◆ Written exercise 1 ◆
Copy the passage of the Form 8-K cover page from "Delaware   001-38029" to "including zip code)" word for word.

◆ Quoted text ◆
==*==
8-K 1 ea136125-8k_akoustistech.htm CURRENT REPORT

 

 

UNITED STATES

SECURITIES AND EXCHANGE COMMISSION

Washington, D.C. 20549

 

FORM 8-K

 

CURRENT REPORT

 

Pursuant to Section 13 or 15(d) of the Securities Exchange Act of 1934

 

Date of Report (Date of earliest event reported): February 19, 2021

 

AKOUSTIS TECHNOLOGIES, INC.

(Exact name of registrant as specified in its charter)

 

Delaware   001-38029   33-1229046
(State or Other Jurisdiction
of Incorporation)
  (Commission File Number)   (I.R.S. Employer
Identification Number)

  

9805 Northcross Center Court, Suite A

Huntersville, NC 28078

(Address of principal executive offices, including zip code)

 

704-997-5735

(Registrant’s telephone number, including area code)

 

Not Applicable

(Former name or former address, if changed since last report)

 

Check the appropriate box below if the Form 8-K filing is intended to simultaneously satisfy the filing obligation of the registrant under any of the following provisions (see General Instruction A.2. below):

 

☐ Written communications pursuant to Rule 425 under the Securities Act (17 CFR 230.425)

 

☐ Soliciting material pursuant to Rule 14a-12 under the Exchange Act (17 CFR 240.14a-12)

 

☐ Pre-commencement communications pursuant to Rule 14d-2(b) under the Exchange Act (17 CFR 240.14d-2(b))

 

☐ Pre-commencement communications pursuant to Rule 13e-4(c) under the Exchange Act (17 CFR 240.13e-4(c))

 

Securities registered pursuant to Section 12(b) of the Act:

 

Title of Each Class:   Trading Symbol:   Name of each exchange on which registered:
Common Stock, $0.001 par value   AKTS  

The Nasdaq Stock Market LLC

(Nasdaq Capital Market)

 

Indicate by check mark whether the registrant is an emerging growth company as defined in Rule 405 of the Securities Act of 1933 (§230.405 of this chapter) or Rule 12b-2 of the Securities Exchange Act of 1934 (§240.b-2 of this chapter)

 

Emerging Growth Company ☐

 

If an emerging growth company, indicate by check mark if the registrant has elected not to use the extended transition period for complying with any new or revised financial accounting standards provided pursuant to Section 13(a) of the Exchange Act. ☐

 

 

 

 

 

Item 1.01.Entry into a Material Definitive Agreement.
==*==
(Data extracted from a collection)
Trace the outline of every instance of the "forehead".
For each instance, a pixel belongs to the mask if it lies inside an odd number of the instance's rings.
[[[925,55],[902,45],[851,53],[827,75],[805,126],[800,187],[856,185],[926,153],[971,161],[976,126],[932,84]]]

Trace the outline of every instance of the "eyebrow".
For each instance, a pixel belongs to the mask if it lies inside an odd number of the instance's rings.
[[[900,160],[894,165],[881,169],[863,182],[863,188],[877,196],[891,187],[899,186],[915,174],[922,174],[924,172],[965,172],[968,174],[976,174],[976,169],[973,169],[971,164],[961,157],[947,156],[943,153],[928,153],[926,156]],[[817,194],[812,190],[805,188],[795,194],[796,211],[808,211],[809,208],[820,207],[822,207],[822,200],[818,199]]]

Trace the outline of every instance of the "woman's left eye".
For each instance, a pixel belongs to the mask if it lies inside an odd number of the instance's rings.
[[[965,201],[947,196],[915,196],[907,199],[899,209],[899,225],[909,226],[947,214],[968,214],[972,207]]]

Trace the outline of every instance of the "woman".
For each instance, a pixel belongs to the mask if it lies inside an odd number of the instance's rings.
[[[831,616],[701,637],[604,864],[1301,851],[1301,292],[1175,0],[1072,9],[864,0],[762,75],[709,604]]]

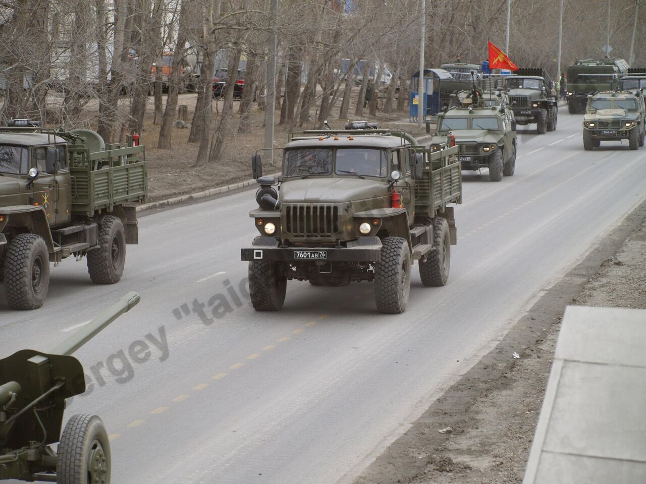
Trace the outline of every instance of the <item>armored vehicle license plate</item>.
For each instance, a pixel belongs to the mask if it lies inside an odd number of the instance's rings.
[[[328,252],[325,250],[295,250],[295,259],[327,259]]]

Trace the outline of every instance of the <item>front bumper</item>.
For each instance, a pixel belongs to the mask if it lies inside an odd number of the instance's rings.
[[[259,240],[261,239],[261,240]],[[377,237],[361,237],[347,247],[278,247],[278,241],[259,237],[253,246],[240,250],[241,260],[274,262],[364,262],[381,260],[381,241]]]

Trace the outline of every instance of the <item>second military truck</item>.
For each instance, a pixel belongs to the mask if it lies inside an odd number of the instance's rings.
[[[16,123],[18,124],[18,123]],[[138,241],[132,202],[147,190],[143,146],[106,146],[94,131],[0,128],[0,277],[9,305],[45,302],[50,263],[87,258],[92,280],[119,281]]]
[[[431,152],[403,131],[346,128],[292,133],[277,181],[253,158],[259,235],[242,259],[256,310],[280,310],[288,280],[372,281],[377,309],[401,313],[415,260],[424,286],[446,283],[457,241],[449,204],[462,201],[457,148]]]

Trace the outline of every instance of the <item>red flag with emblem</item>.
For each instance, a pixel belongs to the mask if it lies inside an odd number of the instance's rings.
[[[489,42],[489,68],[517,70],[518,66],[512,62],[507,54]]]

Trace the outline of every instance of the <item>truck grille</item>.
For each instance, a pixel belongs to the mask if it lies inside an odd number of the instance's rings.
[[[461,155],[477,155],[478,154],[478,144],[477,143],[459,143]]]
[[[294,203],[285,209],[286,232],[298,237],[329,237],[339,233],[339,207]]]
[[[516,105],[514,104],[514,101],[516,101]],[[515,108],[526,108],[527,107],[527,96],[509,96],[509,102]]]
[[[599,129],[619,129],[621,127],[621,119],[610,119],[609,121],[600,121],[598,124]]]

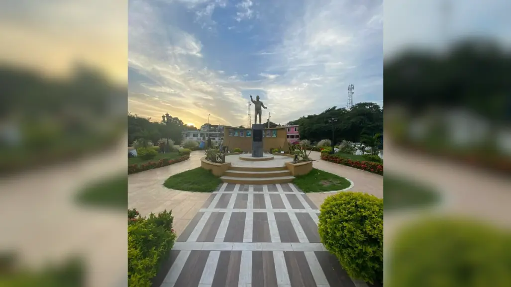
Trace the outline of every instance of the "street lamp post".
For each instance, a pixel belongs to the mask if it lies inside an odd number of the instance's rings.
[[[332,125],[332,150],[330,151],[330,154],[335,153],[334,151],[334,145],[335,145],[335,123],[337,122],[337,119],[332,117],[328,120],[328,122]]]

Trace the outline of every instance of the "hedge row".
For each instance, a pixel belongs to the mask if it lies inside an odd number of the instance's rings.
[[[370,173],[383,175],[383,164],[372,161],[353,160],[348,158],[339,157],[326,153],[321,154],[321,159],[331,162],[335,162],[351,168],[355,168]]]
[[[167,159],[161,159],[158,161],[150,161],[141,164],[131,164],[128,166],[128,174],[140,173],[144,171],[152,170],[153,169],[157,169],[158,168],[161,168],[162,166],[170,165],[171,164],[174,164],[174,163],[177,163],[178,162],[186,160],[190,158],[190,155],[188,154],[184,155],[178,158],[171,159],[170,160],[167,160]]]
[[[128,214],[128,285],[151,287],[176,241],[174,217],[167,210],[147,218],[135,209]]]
==*==
◆ Written exercise 2 ◆
In the listing, write out the lines from the line with "Trace the outline of every instance of the <item>truck" to the line with "[[[461,155],[477,155],[478,154],[478,144],[477,143],[459,143]]]" word for word, including both of those lines.

◆ Task solution 1 ◆
Delaware   001-38029   33-1229046
(State or Other Jurisdiction
of Incorporation)
  (Commission File Number)   (I.R.S. Employer
Identification Number)

  

9805 Northcross Center Court, Suite A

Huntersville, NC 28078

(Address of principal executive offices, including zip code)

◆ Task solution 2 ◆
Trace the outline of every instance of the <item>truck grille</item>.
For each instance, a pixel belongs to the mask if it lies inside an odd number of the instance's rings.
[[[461,155],[477,155],[478,154],[478,144],[477,143],[459,143]]]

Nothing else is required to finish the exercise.